[Opening EXERCISE TEXT section]
Jerry Kramer defines perseverance.  Before his Hall of Fame acceptance speech I told friends he should be in the dictionary defining raconteur.  He’s as gifted a storyteller as he was a football player, however.  Perseverance is a better label for the former Green Bay Packer standout.

The speech should be aired in every classroom and every locker room and every Boys and Girls Club

For years I was among football fans mystified he wasn’t in the Hall of Fame.  Teammates, opponents and even the Commissioner of the National Football League shared my view.  Kramer finally came into the shrine after one-half century of waiting.  He joined an exclusive club several years after Billy Shaw was selected.  Shaw, like Kramer, was an offensive lineman during the 1960s and starred in the old AFL.  Shaw faced some legendary defensive talent but it wasn’t as consistent as the greats Kramer faced every week.

Shaw was twice an AFL champion with Buffalo.  Kramer 5 times in the NFL with Green Bay.  In the middle of the 1960s the AFL wasn’t even close to the equal of the older league.

O.K., these are all worn arguments.  Listening to Kramer speak at his induction I realized he’s an 82-year-old guy who lives in the present.  One of Kramer’s high school coaches at Sandpoint predicted great things.  “You can if you will,” he told the young player.  Kramer kept working through injuries off field and on and somehow made the NFL.  Following his first pair of championships his career was nearly derailed after surgery.

The Packer’s kicker, Don Chandler, worked beside an ailing teammate through training camp.  After 5 weeks the lineman fully recovered and three consecutive championship seasons followed.  Those years and some subsequent best-selling books made Kramer a household name among sports fans.  Had his career ended in 1965 he would’ve been just another solid player with a career cut short by injury.  And Jerry Kramer’s list of injuries is staggering.  Hunting accidents, machine accidents, broken bones and a colostomy and, yet.

There he was on a summer night at the age of 82, a testament to tenacity.  Every young person in America should be taught his story.  The speech should be aired in every classroom and every locker room and every Boys and Girls Club.  This is what success looks like for most people.  It’s grueling and painful and can span decades before you realize you’ve made the grade.
[Closing EXERCISE TEXT section]
[Opening EXTRACTED MATERIAL section]
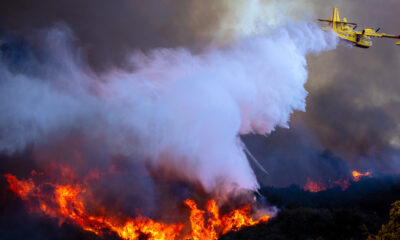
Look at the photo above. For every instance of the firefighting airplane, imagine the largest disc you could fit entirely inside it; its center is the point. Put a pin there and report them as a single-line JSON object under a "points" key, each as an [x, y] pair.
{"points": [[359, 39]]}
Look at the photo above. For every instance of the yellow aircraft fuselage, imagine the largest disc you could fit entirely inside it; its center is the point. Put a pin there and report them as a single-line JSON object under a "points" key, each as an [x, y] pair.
[Closing EXTRACTED MATERIAL section]
[Opening EXTRACTED MATERIAL section]
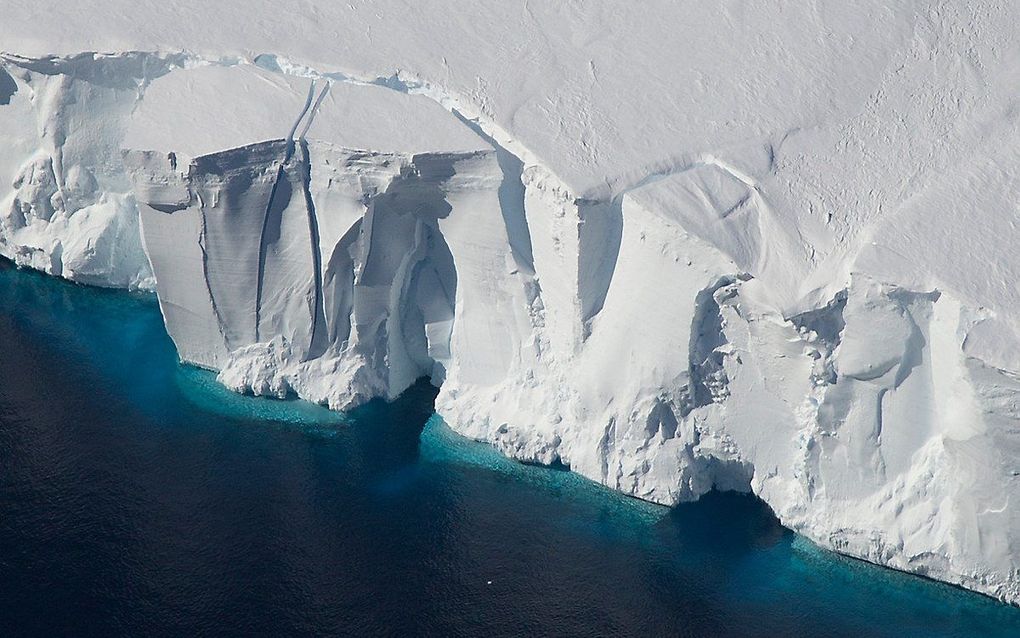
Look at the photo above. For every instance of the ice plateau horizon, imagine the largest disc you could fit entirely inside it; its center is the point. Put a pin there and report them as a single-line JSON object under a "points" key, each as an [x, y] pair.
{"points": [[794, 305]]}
[Closing EXTRACTED MATERIAL section]
[Opening EXTRACTED MATERIAL section]
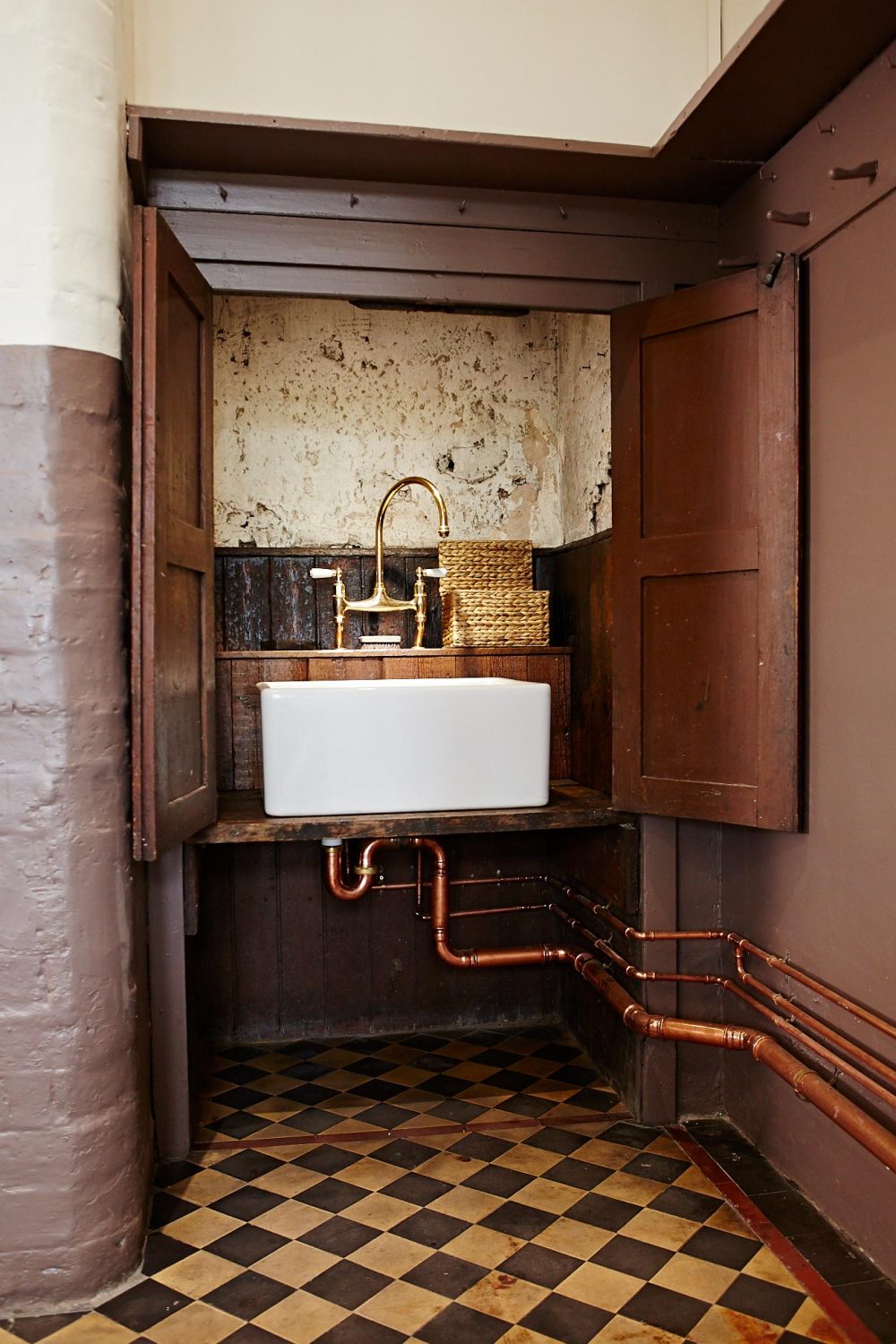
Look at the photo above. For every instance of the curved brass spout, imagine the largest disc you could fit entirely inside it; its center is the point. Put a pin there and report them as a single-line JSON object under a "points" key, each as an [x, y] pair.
[Closing EXTRACTED MATERIAL section]
## PROBLEM TO WORK ON:
Write out the part of the Jerry Kramer text starting with "For years I" and going on through "faced every week.", word for word. These records come from a separate source.

## RESPONSE:
For years I was among football fans mystified he wasn’t in the Hall of Fame.  Teammates, opponents and even the Commissioner of the National Football League shared my view.  Kramer finally came into the shrine after one-half century of waiting.  He joined an exclusive club several years after Billy Shaw was selected.  Shaw, like Kramer, was an offensive lineman during the 1960s and starred in the old AFL.  Shaw faced some legendary defensive talent but it wasn’t as consistent as the greats Kramer faced every week.